[Task details]
Return every entry exactly as written.

[Data section]
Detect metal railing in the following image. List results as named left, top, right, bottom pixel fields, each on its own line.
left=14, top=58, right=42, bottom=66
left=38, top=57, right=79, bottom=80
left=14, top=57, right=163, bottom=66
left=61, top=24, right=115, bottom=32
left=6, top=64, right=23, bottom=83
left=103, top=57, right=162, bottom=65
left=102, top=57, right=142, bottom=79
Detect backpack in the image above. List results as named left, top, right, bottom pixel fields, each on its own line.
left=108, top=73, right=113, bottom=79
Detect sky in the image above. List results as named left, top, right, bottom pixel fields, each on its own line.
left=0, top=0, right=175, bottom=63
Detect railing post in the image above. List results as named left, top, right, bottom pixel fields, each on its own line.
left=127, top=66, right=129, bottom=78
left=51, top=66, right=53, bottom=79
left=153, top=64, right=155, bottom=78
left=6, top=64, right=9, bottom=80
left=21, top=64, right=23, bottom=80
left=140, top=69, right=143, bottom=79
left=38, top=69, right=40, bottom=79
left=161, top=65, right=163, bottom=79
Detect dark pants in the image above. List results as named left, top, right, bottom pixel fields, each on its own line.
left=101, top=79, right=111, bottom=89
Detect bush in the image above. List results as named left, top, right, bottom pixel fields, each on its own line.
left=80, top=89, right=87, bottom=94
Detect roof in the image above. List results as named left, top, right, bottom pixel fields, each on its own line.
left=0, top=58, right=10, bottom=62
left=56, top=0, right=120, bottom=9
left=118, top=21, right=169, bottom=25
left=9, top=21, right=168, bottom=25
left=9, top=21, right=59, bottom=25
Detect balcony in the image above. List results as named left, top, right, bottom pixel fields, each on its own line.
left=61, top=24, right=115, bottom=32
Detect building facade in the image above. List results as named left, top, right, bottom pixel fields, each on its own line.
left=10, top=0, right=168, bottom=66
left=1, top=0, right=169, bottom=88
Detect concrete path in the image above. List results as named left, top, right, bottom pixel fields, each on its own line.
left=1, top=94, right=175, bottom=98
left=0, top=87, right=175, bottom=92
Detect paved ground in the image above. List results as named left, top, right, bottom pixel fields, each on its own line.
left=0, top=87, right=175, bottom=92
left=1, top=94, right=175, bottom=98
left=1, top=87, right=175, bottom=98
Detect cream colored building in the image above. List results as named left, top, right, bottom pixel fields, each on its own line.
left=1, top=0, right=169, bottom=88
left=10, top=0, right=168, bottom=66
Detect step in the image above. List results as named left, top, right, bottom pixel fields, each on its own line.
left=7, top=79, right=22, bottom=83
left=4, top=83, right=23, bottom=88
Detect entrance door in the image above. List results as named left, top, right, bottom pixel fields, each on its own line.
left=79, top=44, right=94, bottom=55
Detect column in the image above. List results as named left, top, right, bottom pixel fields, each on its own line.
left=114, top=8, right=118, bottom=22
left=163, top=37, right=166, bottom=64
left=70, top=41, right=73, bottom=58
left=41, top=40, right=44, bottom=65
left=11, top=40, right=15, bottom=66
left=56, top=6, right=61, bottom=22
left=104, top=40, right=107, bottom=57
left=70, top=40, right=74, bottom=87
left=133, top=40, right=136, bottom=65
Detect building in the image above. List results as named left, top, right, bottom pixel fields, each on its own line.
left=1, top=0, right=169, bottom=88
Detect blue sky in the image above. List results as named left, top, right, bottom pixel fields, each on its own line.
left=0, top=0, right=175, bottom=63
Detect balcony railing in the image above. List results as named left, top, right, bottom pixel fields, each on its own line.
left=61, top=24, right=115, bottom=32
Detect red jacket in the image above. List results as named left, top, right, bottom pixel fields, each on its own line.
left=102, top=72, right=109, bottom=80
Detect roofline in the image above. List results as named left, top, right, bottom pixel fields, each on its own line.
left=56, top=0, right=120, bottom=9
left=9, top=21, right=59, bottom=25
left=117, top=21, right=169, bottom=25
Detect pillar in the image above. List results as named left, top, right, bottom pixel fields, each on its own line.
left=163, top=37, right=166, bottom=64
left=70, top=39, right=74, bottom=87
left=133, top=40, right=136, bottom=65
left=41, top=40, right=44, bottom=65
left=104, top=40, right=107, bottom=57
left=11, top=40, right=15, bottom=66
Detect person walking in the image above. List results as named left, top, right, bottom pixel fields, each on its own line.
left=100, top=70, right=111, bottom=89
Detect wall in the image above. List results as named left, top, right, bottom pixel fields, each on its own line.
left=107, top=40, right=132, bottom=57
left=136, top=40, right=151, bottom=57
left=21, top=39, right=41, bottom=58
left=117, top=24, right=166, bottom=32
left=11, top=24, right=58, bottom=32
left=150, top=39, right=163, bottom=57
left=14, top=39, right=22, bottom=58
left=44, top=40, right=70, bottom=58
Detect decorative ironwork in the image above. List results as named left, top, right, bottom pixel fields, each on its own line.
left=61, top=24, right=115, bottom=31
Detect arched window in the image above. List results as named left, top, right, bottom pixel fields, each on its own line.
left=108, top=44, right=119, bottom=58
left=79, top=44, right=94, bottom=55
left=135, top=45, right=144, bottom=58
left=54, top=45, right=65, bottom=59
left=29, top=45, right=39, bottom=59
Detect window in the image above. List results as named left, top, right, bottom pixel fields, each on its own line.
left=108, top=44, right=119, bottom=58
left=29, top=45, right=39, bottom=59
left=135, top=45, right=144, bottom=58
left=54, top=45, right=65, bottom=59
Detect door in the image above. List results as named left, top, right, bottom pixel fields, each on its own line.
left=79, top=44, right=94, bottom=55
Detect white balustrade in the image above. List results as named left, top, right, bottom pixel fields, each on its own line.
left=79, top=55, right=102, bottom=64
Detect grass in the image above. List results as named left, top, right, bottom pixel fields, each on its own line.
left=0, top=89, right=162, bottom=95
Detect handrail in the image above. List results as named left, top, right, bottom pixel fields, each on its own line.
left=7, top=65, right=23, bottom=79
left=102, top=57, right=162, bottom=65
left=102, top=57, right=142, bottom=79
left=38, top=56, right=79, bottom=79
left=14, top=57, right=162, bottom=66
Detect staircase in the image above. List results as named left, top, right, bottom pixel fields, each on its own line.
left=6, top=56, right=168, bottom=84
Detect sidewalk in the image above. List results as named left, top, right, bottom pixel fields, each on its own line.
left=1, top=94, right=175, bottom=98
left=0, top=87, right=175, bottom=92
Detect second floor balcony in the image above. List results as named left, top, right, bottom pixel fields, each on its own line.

[Problem solution]
Detect metal railing in the following image. List results as named left, top, right, bottom pixel fields, each on its own line.
left=14, top=58, right=42, bottom=66
left=38, top=57, right=79, bottom=80
left=14, top=57, right=163, bottom=66
left=61, top=24, right=115, bottom=32
left=6, top=64, right=23, bottom=83
left=103, top=57, right=162, bottom=65
left=102, top=57, right=142, bottom=79
Detect backpack in the image above. List results as named left, top, right, bottom pixel fields, each on its own line.
left=108, top=73, right=113, bottom=79
Detect sky in the image above. List results as named left, top, right, bottom pixel fields, each on its own line.
left=0, top=0, right=175, bottom=63
Detect railing post in the image above. List results as named left, top, right, bottom pixel fields, each on its own line.
left=127, top=66, right=129, bottom=78
left=51, top=66, right=53, bottom=79
left=153, top=64, right=155, bottom=78
left=6, top=64, right=9, bottom=80
left=21, top=64, right=23, bottom=80
left=140, top=69, right=143, bottom=79
left=38, top=69, right=40, bottom=79
left=161, top=65, right=163, bottom=79
Detect dark pants in the image above. List results as named left, top, right, bottom pixel fields, each on its own line.
left=101, top=79, right=111, bottom=89
Detect bush in the image above. List results as named left, top, right, bottom pixel fields, each on its own line.
left=80, top=89, right=87, bottom=94
Detect roof in the image above. List results as named left, top, right, bottom pixel fields, each on its own line.
left=0, top=58, right=10, bottom=62
left=56, top=0, right=120, bottom=9
left=118, top=21, right=169, bottom=25
left=9, top=21, right=168, bottom=25
left=9, top=21, right=59, bottom=25
Detect balcony in the image above. List results as named left, top, right, bottom pixel fields, each on its own line.
left=61, top=24, right=115, bottom=32
Detect building facade in the image above. List results as named left, top, right, bottom pixel fields, each on its own line.
left=10, top=0, right=168, bottom=66
left=1, top=0, right=169, bottom=88
Detect concrete path in the image above. List results as named left, top, right, bottom pixel fields, each on its own line.
left=1, top=94, right=175, bottom=98
left=0, top=87, right=175, bottom=92
Detect paved ground in the image above. List results as named left, top, right, bottom pixel fields, each on its own line.
left=0, top=87, right=175, bottom=92
left=1, top=94, right=175, bottom=98
left=1, top=87, right=175, bottom=98
Detect cream colored building in the image above. List results as named left, top, right, bottom pixel fields, each on its own line.
left=1, top=0, right=169, bottom=88
left=10, top=0, right=168, bottom=66
Detect step in the image above. List results as named left, top, right, bottom pixel fields, each on its own line.
left=7, top=79, right=22, bottom=83
left=4, top=83, right=23, bottom=88
Detect entrance door in the image above. List results as named left, top, right, bottom pixel fields, each on its own line.
left=79, top=44, right=94, bottom=55
Detect column in the image above. List results as named left, top, right, bottom pixel fields, each on its own line.
left=114, top=8, right=118, bottom=22
left=163, top=37, right=166, bottom=64
left=70, top=41, right=73, bottom=58
left=41, top=40, right=44, bottom=65
left=11, top=40, right=15, bottom=66
left=56, top=6, right=61, bottom=22
left=104, top=40, right=107, bottom=57
left=70, top=40, right=74, bottom=87
left=133, top=40, right=136, bottom=65
Detect building in the image above. List results as named left, top, right, bottom pixel fields, each on its own line.
left=1, top=0, right=169, bottom=88
Detect blue sky in the image above. List results as named left, top, right, bottom pixel fields, each on its own line.
left=0, top=0, right=175, bottom=63
Detect balcony railing in the image above. List results as named left, top, right, bottom pixel fields, each on its own line.
left=61, top=24, right=115, bottom=32
Detect red jacket in the image above. List results as named left, top, right, bottom pixel fields, each on its own line.
left=102, top=72, right=109, bottom=80
Detect roofline in the image above. List results as named left, top, right, bottom pixel fields, each on its own line.
left=56, top=0, right=120, bottom=9
left=9, top=21, right=59, bottom=25
left=117, top=21, right=169, bottom=25
Detect pillar in the image above. List results as named left, top, right, bottom pixel fields, each on its own line.
left=163, top=37, right=166, bottom=64
left=70, top=39, right=74, bottom=87
left=133, top=40, right=136, bottom=65
left=41, top=40, right=44, bottom=65
left=104, top=40, right=107, bottom=57
left=11, top=40, right=15, bottom=66
Detect person walking in the image above. List results as named left, top, right, bottom pixel fields, each on its own line.
left=100, top=70, right=111, bottom=89
Detect wall in the image above. List results as named left, top, right, bottom pixel fields, each on its own line.
left=107, top=40, right=132, bottom=57
left=136, top=40, right=151, bottom=57
left=21, top=39, right=41, bottom=58
left=117, top=24, right=166, bottom=32
left=11, top=24, right=58, bottom=32
left=150, top=39, right=163, bottom=57
left=14, top=39, right=22, bottom=58
left=44, top=40, right=70, bottom=58
Detect decorative ironwork in the image above. List results as named left, top, right, bottom pixel fields, each on its own line.
left=61, top=24, right=115, bottom=31
Detect arched window in the image above. List results as named left, top, right, bottom pixel fields, each on its own line.
left=108, top=44, right=119, bottom=58
left=79, top=44, right=94, bottom=55
left=135, top=45, right=144, bottom=58
left=54, top=45, right=65, bottom=59
left=29, top=45, right=39, bottom=59
Detect window in the image above. List results as named left, top, right, bottom pixel fields, each on its own line.
left=108, top=44, right=119, bottom=58
left=29, top=45, right=39, bottom=59
left=135, top=45, right=144, bottom=58
left=54, top=45, right=65, bottom=59
Detect door in the image above. List results as named left, top, right, bottom pixel fields, each on its own line.
left=79, top=44, right=94, bottom=55
Detect white balustrade in the image above. List results as named left, top, right, bottom pixel fields, each on its own line.
left=79, top=55, right=102, bottom=64
Detect grass in the image above. List results as named left, top, right, bottom pixel fields, each on its own line.
left=0, top=89, right=162, bottom=95
Detect handrail in the image above. List results as named left, top, right, bottom pixel fields, each on its own line.
left=7, top=65, right=23, bottom=79
left=102, top=57, right=162, bottom=65
left=102, top=57, right=142, bottom=79
left=38, top=56, right=79, bottom=79
left=14, top=57, right=162, bottom=66
Detect staircase in the image above. List results as named left, top, right, bottom pixel fields, each on its own line.
left=6, top=56, right=168, bottom=84
Detect sidewalk in the image above. List results as named left, top, right, bottom pixel fields, each on its own line.
left=1, top=94, right=175, bottom=98
left=0, top=87, right=175, bottom=92
Detect second floor balcony in the image above. List results as named left, top, right, bottom pixel fields, each on its own line.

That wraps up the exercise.